• Aim: Rewrite the rows from the line containing "Q: Point to every instance of the raised" through the end of the rows, replacing "dark green" with "olive green" and changing nothing else.

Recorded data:
==============================

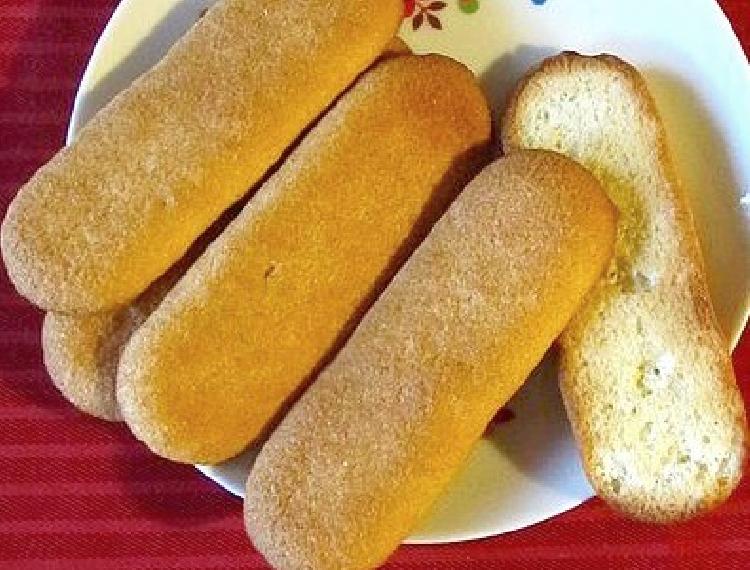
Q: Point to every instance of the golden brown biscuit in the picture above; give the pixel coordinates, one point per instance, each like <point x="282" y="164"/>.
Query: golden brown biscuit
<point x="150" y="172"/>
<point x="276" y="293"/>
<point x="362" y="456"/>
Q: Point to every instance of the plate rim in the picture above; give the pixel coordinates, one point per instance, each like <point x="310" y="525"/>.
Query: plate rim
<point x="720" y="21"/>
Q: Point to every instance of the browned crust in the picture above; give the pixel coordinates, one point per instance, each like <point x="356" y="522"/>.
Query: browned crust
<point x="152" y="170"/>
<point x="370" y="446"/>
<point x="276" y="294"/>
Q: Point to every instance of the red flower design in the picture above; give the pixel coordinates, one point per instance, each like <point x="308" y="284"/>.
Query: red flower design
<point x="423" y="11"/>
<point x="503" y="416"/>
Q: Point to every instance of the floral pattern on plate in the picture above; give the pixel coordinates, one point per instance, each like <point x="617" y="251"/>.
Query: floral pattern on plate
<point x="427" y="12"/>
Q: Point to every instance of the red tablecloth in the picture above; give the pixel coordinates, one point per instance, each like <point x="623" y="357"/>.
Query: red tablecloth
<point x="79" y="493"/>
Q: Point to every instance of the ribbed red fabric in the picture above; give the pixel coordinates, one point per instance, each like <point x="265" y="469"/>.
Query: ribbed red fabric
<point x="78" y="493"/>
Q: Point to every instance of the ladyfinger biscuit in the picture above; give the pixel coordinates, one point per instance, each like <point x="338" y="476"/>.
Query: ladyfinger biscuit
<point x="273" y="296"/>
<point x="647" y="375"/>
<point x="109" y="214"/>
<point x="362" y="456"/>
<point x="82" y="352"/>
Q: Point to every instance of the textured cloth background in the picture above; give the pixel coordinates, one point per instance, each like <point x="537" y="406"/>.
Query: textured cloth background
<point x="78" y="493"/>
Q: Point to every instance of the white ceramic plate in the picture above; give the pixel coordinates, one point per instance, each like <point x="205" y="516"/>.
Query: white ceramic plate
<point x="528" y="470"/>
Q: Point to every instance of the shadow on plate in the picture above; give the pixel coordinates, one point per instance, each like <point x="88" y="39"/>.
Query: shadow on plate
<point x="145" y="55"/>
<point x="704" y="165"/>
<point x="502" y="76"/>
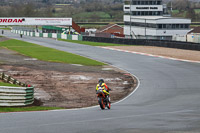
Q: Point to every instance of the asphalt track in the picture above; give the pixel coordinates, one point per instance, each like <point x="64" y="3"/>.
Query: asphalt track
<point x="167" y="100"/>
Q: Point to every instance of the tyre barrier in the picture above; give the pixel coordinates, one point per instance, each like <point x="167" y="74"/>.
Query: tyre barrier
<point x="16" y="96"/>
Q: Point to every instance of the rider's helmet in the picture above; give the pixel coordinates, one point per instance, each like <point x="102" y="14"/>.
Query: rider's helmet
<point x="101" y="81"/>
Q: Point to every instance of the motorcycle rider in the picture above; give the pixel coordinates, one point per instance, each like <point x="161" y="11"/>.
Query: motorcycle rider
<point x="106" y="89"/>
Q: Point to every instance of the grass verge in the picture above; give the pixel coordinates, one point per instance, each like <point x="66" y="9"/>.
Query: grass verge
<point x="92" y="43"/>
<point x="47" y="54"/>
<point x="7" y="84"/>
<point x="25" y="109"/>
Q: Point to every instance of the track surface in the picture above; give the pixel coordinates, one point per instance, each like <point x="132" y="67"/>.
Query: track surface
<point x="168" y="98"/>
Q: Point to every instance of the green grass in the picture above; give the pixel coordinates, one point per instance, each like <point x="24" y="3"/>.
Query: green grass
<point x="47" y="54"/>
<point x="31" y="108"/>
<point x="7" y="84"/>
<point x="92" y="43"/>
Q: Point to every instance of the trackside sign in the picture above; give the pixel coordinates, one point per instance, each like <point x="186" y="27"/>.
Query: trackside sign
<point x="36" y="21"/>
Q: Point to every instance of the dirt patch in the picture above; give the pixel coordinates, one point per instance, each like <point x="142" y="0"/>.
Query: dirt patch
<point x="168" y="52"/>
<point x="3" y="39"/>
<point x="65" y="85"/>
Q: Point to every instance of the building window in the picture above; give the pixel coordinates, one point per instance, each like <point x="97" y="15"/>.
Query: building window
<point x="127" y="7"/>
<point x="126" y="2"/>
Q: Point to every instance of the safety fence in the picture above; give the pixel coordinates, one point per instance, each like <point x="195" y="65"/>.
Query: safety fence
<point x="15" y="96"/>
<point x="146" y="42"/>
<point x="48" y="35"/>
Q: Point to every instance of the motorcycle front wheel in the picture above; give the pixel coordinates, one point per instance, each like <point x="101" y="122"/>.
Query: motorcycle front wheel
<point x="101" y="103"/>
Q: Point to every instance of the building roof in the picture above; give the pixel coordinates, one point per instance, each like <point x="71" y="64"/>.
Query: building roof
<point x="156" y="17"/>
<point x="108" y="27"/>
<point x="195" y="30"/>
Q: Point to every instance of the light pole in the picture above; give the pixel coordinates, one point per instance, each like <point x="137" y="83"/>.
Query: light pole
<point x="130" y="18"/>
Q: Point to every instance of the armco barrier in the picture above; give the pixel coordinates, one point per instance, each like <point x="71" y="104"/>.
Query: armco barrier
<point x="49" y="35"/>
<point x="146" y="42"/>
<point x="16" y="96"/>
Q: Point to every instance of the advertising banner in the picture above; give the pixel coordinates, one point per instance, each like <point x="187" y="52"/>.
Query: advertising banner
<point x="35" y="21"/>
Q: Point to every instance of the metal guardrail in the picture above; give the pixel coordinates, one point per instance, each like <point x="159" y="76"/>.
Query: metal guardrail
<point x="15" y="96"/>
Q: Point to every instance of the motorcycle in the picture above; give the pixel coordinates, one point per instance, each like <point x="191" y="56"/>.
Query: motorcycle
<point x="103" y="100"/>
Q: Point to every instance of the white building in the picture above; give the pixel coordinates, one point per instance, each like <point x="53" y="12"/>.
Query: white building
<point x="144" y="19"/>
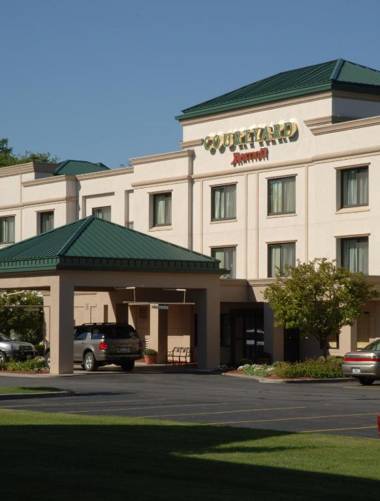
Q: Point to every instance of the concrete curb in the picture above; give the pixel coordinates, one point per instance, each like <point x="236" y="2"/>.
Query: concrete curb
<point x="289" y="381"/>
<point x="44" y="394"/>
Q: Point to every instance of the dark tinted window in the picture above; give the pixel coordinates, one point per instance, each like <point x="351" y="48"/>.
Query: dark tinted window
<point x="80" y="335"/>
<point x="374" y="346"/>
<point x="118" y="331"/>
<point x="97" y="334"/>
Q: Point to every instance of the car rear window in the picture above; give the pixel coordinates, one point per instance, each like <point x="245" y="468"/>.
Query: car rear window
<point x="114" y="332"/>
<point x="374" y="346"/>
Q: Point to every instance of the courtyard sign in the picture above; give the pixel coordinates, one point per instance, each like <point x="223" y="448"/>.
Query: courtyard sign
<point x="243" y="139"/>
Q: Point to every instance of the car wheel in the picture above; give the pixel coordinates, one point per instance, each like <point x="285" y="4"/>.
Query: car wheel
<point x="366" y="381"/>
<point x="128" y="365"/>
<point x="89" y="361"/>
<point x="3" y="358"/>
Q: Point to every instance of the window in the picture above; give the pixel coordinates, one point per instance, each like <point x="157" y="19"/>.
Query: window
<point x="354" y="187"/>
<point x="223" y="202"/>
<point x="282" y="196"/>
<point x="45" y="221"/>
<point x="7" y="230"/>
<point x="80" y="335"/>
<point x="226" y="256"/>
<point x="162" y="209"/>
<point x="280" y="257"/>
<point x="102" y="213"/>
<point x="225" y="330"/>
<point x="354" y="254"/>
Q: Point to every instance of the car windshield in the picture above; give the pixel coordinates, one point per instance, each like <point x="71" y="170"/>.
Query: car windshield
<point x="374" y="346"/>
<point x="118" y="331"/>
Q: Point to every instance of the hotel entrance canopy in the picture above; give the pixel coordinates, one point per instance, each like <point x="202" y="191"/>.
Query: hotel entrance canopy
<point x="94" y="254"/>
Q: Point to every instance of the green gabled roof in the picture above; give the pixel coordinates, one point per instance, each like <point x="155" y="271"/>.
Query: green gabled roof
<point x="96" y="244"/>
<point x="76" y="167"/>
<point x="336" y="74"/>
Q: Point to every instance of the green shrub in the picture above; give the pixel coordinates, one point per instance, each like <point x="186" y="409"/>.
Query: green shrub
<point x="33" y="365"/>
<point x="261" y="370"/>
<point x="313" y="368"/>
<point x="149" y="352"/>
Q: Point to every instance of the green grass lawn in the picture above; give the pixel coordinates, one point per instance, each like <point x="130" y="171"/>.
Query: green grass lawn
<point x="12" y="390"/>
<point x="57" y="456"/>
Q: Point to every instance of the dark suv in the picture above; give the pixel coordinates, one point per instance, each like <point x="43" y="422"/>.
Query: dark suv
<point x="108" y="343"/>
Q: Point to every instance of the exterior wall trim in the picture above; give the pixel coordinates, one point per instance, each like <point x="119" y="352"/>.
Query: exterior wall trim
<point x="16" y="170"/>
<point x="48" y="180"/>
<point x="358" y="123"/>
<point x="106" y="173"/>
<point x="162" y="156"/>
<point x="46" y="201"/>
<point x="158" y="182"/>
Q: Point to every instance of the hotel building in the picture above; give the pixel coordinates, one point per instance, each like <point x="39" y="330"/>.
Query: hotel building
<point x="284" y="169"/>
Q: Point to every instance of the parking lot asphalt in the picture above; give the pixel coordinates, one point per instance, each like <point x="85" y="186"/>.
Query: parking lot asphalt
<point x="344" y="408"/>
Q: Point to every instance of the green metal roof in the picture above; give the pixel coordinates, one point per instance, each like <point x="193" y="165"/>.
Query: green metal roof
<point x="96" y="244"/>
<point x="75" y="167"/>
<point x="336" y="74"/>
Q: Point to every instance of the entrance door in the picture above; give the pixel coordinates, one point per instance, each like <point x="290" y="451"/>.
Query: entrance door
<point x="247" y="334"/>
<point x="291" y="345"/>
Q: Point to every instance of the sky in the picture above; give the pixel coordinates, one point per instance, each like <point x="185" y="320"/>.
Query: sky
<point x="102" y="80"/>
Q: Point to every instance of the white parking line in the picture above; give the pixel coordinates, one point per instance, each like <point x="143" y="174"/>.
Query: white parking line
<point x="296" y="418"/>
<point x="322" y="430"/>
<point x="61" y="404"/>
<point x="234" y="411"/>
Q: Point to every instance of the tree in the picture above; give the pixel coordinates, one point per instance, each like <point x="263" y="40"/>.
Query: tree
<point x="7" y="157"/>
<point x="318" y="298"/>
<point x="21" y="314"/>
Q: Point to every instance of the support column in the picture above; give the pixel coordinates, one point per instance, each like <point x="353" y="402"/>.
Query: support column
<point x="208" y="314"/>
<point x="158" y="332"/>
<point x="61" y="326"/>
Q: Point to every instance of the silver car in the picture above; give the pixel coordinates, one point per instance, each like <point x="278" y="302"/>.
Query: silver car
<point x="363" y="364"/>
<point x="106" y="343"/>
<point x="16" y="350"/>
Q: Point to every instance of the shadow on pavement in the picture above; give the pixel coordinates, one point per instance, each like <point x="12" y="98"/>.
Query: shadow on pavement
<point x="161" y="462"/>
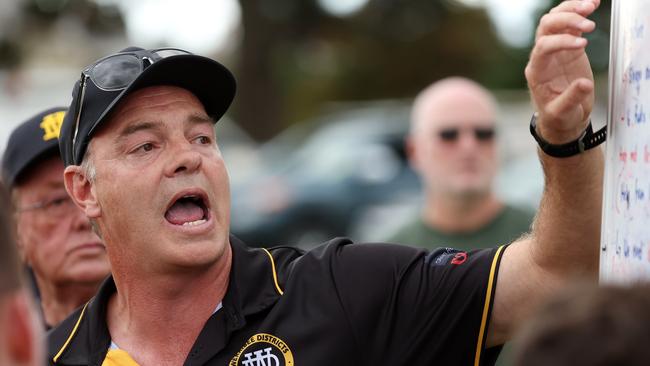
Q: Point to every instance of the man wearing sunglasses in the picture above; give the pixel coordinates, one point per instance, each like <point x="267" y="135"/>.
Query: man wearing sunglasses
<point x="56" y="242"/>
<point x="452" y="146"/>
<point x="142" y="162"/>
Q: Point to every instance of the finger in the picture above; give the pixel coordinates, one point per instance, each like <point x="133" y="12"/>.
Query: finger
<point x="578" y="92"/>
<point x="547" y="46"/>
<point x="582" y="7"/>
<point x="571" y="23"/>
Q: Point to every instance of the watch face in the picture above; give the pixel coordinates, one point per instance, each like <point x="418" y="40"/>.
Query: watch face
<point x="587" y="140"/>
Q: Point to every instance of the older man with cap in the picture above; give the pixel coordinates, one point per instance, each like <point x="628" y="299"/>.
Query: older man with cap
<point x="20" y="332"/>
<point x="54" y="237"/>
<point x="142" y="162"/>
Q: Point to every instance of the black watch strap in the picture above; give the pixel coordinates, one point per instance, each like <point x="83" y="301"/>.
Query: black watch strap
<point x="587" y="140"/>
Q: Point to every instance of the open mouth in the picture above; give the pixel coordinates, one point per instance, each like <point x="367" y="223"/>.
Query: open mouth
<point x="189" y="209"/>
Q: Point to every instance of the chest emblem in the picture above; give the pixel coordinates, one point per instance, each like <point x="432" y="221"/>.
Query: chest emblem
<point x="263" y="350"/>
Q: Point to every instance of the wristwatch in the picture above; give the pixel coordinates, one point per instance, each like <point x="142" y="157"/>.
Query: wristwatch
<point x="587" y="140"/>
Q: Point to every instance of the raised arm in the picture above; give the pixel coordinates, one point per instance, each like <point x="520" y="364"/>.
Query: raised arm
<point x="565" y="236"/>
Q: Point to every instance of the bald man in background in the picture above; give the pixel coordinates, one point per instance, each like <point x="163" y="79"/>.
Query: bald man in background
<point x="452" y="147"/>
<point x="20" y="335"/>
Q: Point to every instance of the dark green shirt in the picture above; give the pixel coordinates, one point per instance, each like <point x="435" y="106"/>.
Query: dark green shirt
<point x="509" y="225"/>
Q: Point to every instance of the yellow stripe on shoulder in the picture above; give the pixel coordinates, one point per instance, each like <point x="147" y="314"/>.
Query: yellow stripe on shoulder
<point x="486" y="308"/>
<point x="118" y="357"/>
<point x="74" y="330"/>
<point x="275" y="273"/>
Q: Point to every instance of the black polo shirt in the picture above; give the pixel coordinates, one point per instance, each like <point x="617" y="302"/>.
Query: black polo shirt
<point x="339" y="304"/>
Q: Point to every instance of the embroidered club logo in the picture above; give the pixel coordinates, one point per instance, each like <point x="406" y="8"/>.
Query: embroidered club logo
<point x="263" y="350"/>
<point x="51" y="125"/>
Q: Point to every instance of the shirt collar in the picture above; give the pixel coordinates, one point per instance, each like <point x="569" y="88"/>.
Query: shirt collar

==============================

• Solution:
Q: Point to every instance of the raised arm in the picture above; give the pixel coordinates, one point per instance, each like <point x="520" y="364"/>.
Query: raised arm
<point x="565" y="236"/>
Q: Point to every instance of the bald man in background in the picture above; give the pixel coordinates, one point per instance, each like <point x="163" y="79"/>.
Query: bald man in background
<point x="452" y="147"/>
<point x="20" y="335"/>
Q: Point to every instance of the olive green shirt in the picture above; give the pixel coordinates, one point per instance, each like <point x="435" y="106"/>.
Query: olive green shirt
<point x="509" y="225"/>
Q: Point to every instance of the yellow stripe on shoulder in the picture above; give the pixel coordinates, one point per instance, each like <point x="147" y="314"/>.
Query: yellow stripe on shoulder
<point x="486" y="308"/>
<point x="118" y="357"/>
<point x="74" y="330"/>
<point x="275" y="273"/>
Q: Point to every instance of the black polo shirt in the picture above; give the pixel coordinates, one point per instance, each like <point x="617" y="302"/>.
Query: black polo shirt
<point x="339" y="304"/>
Q: Point to every instance of the embroidered club logo in the picture above; give the pixel coordinates, one point per instance, each like <point x="406" y="8"/>.
Query: embroidered club logo
<point x="263" y="350"/>
<point x="51" y="125"/>
Q: Point to every instance of the shirt collar in the picture above; give the pixel coordinates, one point per instance, each like <point x="569" y="88"/>.
Query: shirt collar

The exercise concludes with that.